» SET PROBLEM 1: List every line in the entries that contains the word "brown". Case counts.

--------------------

I was in my early 20s, coming home from my job as an evening manager of Bookmasters in Penn Station (or "Bookies" as my co-worker, artist David Wojnarowicz referred to it), and the F Train stopped, of all places, half-in and half-out of the Smith and 9th Street station. We passengers somehow made our way down from the elevated station tower in the dark in one piece, amazed at the new world that had just opened up to us..
I shlepped up 9th street to my apt at PPW and 8th Street ($125/month, utilities not included)and hung with my neighbors on the front stairs, illuminated by candles (and no doubt the lights of a thousand flickering bongs)...
Interestingly, I didn't have a car then, don't think I had an AC, no computer, just my stereo and my little B&W Philco TV (on which I watched the news and the Honeymooners and in a few short years, the drama of the John Lennon murder), so I was more oblivious to the technological deprivations then than I would be now... it was darkness, uncertainty but still community..

--------------------

» SET PROBLEM 2: Pick up the recollection of the night the F train stopped at Smith and 9th Street and continue it from the point where it stops.

» DATA EXCERPTS:
--------------------

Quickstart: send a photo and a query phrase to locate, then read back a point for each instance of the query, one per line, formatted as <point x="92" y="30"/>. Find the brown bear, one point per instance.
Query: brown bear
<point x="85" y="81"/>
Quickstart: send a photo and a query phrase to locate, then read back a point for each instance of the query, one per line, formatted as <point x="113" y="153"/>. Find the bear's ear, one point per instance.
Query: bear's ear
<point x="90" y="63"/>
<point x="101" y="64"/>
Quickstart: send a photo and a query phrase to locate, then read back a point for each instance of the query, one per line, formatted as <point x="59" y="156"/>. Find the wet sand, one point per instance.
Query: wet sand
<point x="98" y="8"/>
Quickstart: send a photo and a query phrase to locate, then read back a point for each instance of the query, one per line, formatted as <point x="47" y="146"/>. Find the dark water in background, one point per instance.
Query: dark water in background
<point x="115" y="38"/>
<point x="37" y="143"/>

--------------------

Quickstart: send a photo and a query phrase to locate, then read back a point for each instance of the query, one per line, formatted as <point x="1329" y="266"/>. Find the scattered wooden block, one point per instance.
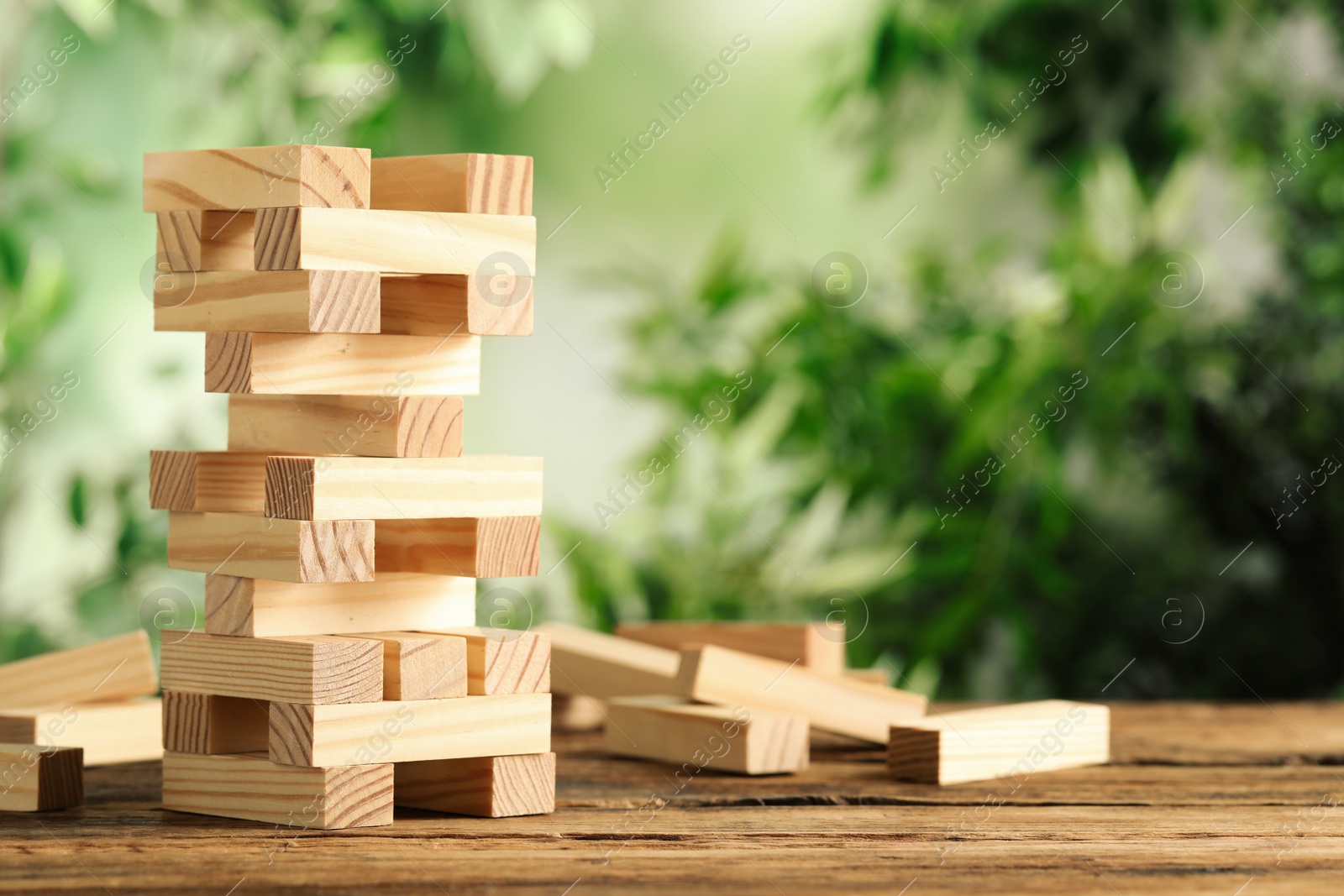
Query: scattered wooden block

--------------------

» OUTPUT 1:
Quickstart: send a photo and a query phrase to locate, then read back a point for each instance of the query, one per line, formatted as <point x="92" y="30"/>. Find the brown bear, one point per instance.
Query: brown bear

» OUTPUT 2:
The next day I remember seeing my sister and now late-brother in law who lived on Berkeley and 7th, and we made our way to the Coach Inn I think on Garfield and 7th where we sat at the bar with the door opened (no A-C) drinking cool (maybe room temperature) draft beer as the stifling heat, chaos and violence which did not seem to touch our little corner of the world at that time, unfolded, before any of us had kids, or careers, before the Slope became the mighty economic engine that it is today,and we sat and sipped and laughed and gazed into the distance at this glimpse of apocalypse and our own unknown futures and the sheer wonder of it all...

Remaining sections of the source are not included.